Spatial annotation records ::
________________________________________

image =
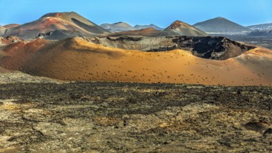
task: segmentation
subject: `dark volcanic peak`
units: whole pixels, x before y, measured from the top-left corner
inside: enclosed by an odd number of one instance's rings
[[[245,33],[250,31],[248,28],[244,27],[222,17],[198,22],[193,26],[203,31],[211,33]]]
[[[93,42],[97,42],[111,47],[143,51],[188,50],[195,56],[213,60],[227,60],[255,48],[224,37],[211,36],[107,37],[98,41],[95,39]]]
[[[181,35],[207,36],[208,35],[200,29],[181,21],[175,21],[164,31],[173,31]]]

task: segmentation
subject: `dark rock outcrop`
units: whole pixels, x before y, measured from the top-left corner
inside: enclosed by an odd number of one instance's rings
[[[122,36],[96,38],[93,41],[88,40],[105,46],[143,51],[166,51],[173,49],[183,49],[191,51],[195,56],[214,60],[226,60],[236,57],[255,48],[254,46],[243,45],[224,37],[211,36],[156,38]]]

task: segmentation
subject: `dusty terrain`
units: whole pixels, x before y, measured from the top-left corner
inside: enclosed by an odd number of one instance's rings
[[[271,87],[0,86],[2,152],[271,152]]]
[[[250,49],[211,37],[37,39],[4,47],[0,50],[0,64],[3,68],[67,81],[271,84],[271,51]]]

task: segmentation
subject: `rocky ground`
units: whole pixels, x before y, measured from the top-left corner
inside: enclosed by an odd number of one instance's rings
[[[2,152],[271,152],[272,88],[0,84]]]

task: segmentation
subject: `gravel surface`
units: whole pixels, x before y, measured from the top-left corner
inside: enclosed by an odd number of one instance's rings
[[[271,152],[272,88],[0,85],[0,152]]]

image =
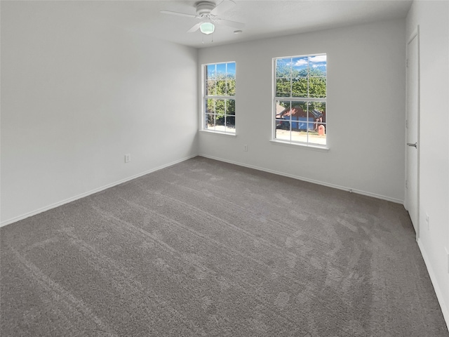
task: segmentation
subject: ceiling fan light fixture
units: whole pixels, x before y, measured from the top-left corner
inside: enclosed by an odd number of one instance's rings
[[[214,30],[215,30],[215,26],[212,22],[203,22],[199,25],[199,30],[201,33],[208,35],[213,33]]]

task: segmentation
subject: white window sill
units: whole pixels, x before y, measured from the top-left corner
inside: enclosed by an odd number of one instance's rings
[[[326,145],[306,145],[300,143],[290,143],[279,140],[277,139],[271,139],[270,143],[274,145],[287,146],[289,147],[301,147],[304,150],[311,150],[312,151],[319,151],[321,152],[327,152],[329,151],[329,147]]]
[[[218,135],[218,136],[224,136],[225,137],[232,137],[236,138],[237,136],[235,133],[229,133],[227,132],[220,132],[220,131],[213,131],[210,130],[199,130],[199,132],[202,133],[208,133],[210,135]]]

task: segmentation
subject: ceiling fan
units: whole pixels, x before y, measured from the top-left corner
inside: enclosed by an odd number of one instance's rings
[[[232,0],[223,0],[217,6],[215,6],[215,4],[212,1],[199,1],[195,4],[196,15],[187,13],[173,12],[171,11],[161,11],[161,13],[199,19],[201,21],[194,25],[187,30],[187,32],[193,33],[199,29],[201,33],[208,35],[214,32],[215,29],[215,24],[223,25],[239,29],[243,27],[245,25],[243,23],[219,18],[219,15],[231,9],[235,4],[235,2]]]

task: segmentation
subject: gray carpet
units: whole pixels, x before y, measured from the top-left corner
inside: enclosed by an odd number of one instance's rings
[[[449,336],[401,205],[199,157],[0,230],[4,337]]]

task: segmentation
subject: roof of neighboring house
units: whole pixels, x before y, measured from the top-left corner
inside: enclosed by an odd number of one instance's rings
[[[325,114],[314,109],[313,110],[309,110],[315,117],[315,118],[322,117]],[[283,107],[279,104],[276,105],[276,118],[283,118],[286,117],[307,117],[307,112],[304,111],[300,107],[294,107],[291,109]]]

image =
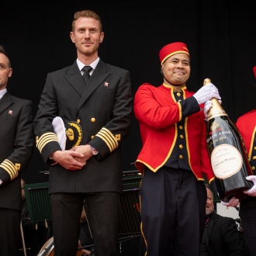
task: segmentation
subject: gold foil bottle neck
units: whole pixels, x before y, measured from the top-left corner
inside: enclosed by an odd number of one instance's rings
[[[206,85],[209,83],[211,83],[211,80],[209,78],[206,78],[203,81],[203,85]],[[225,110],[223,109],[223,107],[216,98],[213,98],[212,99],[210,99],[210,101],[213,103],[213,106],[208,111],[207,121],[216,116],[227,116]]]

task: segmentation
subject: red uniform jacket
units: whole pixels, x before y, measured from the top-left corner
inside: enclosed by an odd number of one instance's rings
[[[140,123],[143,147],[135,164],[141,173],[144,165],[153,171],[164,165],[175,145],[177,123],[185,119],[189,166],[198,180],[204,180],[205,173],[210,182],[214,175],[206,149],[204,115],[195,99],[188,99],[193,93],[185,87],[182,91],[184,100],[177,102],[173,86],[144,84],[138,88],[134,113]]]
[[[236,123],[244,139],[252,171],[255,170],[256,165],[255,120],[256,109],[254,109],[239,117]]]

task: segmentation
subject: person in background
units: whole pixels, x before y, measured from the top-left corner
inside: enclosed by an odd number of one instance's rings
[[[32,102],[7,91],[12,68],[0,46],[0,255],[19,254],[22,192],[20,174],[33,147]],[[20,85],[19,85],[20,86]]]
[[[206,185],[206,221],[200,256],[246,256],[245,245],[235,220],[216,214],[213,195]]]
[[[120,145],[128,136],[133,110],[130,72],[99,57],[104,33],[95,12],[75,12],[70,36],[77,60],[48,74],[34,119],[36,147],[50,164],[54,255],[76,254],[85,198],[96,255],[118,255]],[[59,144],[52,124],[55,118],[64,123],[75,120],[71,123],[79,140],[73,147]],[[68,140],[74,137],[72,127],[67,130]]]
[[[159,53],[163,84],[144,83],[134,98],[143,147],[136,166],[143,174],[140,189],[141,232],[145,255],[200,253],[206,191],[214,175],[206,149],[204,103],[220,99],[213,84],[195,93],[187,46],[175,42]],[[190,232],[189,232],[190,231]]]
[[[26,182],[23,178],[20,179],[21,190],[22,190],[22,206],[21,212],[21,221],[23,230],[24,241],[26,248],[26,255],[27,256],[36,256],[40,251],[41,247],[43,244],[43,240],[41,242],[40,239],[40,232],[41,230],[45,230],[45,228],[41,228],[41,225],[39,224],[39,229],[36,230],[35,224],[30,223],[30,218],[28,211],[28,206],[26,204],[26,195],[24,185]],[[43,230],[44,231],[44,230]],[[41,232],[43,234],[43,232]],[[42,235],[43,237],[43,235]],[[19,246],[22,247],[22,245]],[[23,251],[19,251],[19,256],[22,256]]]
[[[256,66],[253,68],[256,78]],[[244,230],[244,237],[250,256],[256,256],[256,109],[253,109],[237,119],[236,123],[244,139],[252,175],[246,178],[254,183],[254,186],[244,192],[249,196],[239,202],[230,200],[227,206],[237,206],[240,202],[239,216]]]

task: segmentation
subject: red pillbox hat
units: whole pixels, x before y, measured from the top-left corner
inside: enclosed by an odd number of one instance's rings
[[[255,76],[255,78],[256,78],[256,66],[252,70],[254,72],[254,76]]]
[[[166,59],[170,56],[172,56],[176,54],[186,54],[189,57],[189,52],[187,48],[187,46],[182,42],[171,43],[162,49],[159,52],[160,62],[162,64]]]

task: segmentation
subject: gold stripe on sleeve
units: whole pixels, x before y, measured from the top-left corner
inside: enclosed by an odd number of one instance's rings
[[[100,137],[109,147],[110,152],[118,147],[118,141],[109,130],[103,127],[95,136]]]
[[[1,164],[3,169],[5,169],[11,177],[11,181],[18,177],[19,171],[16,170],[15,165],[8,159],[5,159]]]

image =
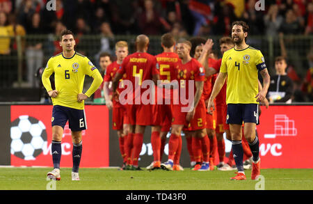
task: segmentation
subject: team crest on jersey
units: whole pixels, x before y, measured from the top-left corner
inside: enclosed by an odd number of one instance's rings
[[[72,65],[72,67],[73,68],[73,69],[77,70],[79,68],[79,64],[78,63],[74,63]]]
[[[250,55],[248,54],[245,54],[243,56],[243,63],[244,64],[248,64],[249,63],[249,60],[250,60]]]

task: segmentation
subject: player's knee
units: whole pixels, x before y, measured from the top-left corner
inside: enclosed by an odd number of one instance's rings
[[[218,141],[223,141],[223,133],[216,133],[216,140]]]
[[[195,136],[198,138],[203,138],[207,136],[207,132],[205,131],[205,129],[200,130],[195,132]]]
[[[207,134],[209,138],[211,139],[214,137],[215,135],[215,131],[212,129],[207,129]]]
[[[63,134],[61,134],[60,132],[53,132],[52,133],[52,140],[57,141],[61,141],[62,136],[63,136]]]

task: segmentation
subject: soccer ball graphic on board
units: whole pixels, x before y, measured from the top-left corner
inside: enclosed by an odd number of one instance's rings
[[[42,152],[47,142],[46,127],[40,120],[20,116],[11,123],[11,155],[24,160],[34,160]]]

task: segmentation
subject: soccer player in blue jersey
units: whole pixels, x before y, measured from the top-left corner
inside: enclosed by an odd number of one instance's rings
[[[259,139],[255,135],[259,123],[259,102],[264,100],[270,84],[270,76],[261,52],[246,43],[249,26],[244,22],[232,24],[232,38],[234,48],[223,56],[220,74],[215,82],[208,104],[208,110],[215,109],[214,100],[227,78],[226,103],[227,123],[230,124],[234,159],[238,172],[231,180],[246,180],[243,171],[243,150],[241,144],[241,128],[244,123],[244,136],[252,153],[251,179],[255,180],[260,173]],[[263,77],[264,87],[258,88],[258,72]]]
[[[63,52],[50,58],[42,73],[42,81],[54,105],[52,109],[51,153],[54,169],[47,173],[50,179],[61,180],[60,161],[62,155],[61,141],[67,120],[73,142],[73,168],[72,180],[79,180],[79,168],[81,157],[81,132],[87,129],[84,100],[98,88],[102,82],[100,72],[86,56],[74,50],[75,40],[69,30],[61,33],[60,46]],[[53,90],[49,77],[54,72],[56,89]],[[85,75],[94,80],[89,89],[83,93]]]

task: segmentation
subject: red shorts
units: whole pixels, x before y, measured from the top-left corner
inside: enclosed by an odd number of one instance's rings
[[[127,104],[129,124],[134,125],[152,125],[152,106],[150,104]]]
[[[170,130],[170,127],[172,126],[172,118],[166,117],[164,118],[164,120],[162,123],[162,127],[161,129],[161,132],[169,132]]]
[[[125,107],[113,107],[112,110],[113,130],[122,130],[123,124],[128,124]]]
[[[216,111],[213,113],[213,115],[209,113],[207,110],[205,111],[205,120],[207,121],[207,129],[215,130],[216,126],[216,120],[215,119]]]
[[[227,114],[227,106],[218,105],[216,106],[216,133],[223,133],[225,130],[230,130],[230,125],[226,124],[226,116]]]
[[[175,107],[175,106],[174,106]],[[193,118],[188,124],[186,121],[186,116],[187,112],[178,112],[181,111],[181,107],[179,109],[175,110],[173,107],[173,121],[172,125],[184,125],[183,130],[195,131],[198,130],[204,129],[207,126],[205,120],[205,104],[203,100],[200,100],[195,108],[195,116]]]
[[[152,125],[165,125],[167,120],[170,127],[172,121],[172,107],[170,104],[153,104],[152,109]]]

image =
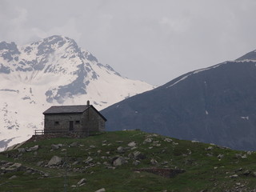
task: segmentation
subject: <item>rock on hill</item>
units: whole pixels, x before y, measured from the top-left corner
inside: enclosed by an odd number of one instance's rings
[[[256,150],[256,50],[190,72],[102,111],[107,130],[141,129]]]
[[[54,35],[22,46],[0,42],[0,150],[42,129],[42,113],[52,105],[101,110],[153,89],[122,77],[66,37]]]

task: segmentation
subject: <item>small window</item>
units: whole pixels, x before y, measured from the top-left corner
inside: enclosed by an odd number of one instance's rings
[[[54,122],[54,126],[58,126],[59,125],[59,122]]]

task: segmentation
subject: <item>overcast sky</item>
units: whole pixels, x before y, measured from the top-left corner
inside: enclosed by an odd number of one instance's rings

________________________________________

Repeat the data from its start through the line containing "[[[2,152],[271,152],[272,88],[0,84]]]", requests included, and increase every coordinate in the answers by 131. Leave the pictures out of your reply.

image =
task: segmentation
subject: `dark volcanic peak`
units: whole pixels, x before y, measured from the top-left corner
inside: enclosed by an odd number of one instance's rings
[[[376,164],[381,162],[379,159],[375,158],[353,148],[329,153],[324,157],[334,162],[342,164]]]
[[[224,173],[228,173],[242,178],[274,182],[319,181],[326,187],[344,191],[358,191],[386,179],[355,168],[342,167],[238,168],[229,172],[226,170]]]
[[[312,166],[338,167],[339,166],[331,160],[312,152],[306,152],[295,162],[304,162]]]

task: segmentation
subject: `dark rock outcrop`
units: whole pixels, x before y, measured from the top-left corner
inside: enclosed by an odd number of one instance's rings
[[[253,167],[227,169],[224,172],[219,171],[236,177],[274,182],[297,182],[304,180],[314,180],[322,182],[326,187],[345,191],[357,191],[367,188],[386,179],[385,177],[374,176],[355,168],[342,167],[287,169]]]

task: segmentation
subject: `dusty terrain`
units: whole pixels, x before y, measured from the top-left corner
inside: enclosed by an odd number of one instance's rings
[[[402,218],[131,217],[133,283],[402,283]]]
[[[381,180],[342,168],[168,170],[135,178],[131,181],[131,195],[134,199],[198,212],[402,215],[402,182]]]

task: segmentation
subject: `rocky ground`
units: whole pixels, x before y, measured from the top-left corner
inside: enclosed by an odd number of one instance's rings
[[[133,283],[402,283],[403,219],[131,215]]]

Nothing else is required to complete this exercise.